-- Study text --
^^^^

About the same time, Greenpeace were at a loose end, having achieved all of the legislating they’d wanted. The Berlin Wall fell and all of the anti-western pro-communism brigade needed something to paint on their placards, now that their ideal had crumbled before them. The stage was set for a new anti-western, anti-industrialization, anti-capitalist idea to be instantly flooded by idealists, propagandists, rent seekers etc.
I can’t think of anything else that had such a ready and willing hoard of unemployed minions so eager to take on a new “purpose”.

gregjxn
January 2, 2017 2:19 pm

A fascinating essay! While not disagreeing with any of it, another generalization about these MSCs might be made: They always involve coercive actions, generally by a government body. Because of this, the Causes may be classified into two groups: A) Those that by their nature require communal action – there is no way even to provide any relief from the Problem without it and B) those that do not. Obviously, for Advocates seeking relief from the human tyrannical itch, the former are to be preferred to the latter. Of the examples mentioned by Mr. Hansen, the (B) are The Salt Wars, The War on Sugar, The Obesity Epidemic, and The HPV War while (A) include The Great Barrier Reef Wars and The Climate Wars. The value of a type (A) Cause is much higher than a type (B) Cause. This is clearly seen in The Tobacco Wars in which a type (B) Cause was converted to a type (A) Cause using second hand smoke.

Aynsley Kellow
Reply to  gregjxn
January 2, 2017 3:35 pm

This is a good point, but it should be stressed that this is usually (despite the best urgings of the likes of Naomi Klein) an attack on capitalism, but frequently a regulatory policy* that disadvantages one sector to the benefit of others. With CAGW, the former is the coal sector, the latter includes not just renewables and nuclear, but also the gas sector. There is a reason why Chesapeake Bay Energy gave $25m to the Sierra Club for its ‘Beyond Coal’ campaign.

^^^^

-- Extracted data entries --

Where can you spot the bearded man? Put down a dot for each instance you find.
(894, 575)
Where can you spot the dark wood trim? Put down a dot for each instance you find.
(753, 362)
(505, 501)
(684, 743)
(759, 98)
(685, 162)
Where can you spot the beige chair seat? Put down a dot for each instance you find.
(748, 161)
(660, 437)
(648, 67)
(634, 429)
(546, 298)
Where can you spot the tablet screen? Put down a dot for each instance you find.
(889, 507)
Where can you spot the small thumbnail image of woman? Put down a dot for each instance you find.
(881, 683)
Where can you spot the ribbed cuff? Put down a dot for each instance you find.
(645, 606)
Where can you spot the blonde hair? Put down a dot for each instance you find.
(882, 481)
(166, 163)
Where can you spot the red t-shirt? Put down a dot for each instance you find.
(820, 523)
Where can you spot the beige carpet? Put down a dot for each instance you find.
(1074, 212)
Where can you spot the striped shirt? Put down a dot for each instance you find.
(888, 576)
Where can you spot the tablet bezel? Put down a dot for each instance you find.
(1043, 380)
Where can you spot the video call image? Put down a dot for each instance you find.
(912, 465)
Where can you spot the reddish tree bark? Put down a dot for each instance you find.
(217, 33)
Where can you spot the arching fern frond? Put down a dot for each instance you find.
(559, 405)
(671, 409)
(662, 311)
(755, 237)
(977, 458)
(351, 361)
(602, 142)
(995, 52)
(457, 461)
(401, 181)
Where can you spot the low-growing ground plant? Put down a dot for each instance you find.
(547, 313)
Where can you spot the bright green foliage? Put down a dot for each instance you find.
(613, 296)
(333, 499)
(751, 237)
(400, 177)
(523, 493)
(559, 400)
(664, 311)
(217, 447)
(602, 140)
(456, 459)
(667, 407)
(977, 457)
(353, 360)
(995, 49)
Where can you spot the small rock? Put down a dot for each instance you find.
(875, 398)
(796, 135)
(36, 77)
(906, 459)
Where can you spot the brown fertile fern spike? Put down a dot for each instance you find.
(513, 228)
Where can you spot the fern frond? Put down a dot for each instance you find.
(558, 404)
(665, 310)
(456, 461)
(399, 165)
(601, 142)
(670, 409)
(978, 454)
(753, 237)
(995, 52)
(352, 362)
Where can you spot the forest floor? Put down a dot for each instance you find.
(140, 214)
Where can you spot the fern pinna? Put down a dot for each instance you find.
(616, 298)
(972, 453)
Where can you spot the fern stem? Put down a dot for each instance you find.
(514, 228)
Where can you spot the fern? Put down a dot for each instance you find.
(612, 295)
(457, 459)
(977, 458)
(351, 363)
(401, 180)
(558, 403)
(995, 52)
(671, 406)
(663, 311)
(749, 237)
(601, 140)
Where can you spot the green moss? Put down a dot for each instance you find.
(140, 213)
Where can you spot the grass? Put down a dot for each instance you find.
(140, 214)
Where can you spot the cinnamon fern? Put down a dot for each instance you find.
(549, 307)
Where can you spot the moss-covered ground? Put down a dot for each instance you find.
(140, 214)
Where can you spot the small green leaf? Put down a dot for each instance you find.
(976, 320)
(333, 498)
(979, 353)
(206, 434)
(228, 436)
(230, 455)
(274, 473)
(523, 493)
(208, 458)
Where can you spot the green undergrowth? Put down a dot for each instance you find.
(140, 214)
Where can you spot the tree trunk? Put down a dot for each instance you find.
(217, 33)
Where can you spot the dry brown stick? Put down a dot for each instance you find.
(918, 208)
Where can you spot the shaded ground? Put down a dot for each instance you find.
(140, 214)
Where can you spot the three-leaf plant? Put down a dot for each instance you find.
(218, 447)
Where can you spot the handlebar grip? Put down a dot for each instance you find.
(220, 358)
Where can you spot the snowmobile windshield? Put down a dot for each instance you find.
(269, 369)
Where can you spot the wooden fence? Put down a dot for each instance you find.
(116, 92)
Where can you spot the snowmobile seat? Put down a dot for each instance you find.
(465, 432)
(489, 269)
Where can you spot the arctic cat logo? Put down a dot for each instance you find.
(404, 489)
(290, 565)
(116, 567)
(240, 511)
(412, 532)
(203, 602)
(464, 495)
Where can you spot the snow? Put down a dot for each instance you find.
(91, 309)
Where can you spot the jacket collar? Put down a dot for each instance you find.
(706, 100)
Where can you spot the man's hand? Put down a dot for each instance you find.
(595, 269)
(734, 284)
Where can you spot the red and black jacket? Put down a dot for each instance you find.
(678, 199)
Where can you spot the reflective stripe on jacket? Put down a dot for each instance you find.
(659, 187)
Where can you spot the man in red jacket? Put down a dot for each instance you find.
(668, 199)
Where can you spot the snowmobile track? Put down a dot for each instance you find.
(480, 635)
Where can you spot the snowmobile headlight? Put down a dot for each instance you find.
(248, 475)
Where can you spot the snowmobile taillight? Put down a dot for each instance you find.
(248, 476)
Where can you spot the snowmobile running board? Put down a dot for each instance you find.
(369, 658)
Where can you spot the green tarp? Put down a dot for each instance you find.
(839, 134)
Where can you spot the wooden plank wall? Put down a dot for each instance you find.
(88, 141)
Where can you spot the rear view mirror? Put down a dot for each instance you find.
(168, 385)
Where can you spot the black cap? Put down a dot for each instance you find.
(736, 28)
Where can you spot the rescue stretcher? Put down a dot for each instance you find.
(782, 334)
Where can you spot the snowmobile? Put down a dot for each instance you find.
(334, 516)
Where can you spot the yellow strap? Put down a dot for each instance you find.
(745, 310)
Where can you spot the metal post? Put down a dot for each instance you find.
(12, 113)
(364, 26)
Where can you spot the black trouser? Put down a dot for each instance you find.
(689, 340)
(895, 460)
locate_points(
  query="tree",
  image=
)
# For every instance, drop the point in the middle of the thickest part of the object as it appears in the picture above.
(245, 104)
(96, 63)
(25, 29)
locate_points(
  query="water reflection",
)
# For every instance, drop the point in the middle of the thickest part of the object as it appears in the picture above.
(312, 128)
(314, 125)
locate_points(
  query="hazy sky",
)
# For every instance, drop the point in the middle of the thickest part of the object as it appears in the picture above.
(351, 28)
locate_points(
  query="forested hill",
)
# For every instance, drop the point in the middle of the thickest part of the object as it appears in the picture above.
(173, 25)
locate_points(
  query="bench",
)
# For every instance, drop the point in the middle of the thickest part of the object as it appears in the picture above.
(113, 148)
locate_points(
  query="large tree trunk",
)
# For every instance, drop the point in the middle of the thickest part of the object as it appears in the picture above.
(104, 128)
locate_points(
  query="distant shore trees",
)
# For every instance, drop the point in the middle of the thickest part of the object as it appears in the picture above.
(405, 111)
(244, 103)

^^^^

-- Exercise directions --
Resume the reader discussion about activist causes and regulation, starting right after its last sentence.

-- Answer to this exercise --
*I am an enthusiast for Theodore Lowi’s classification of public policies into types: Distributive (e.g. subsidies at the taxpayer’s expense); Regulatory (restrict on a sector basis, advantage another sector); and Redistributive (capital vs labor). As Bruce Yandle points out with his Bootlegger and Baptist theory of regulation, morals crusaders amplify the influence of the gaining sector and make it more palatable to support their causes by seeming to raise the campaign above self-interest.

Catcracking
January 2, 2017 2:20 pm

Thanks Kip for another well thought out presentation.
Hopefully some day all the nonsense of the fake crisis will end some day, however I am not that hopeful, given the media.
Of course this has been going on for as long as I can remember, mostly from the environmental/green crowd more recently with a complicit media to carry the crisis everyday in the news. Remember peak oil/energy crisis, Y2K, impact of fats, eggs, butter, etc, even dangers of various epidemics. Of course some caution is helpful especially with medical concerns but over hyping is the name of the game.

R. Shearer
Reply to  Catcracking
January 2, 2017 3:34 pm
Catcracking
Reply to  R. Shearer
January 2, 2017 4:38 pm

exactly, kinda affects one’s trust in any information that comes out of the system, period.

H. D. Hoese
January 2, 2017 2:22 pm

Very interesting, advocacy is certainly a common feature and these are too often simple solutions looking for problems. I would add the nutrient–dead zone “war.” Fisheries (long history of politicalization) catches are often positively correlated with nitrogen concentrations, sometimes also with other nutrients. Like carbon dioxide, nitrogen is treated as a ‘bad’ pollutant, which it can be, but of course, is an essential element. Oh, the complications of toxicology. These are not metabolically dead (misuse of language) areas, many temporary, and the nutrients (conservation of mass) go places. In Louisiana there is some evidence that it forces some movement from benthic to pelagic species and fertilizes adjacent areas. The fishermen always knew this and exploit it.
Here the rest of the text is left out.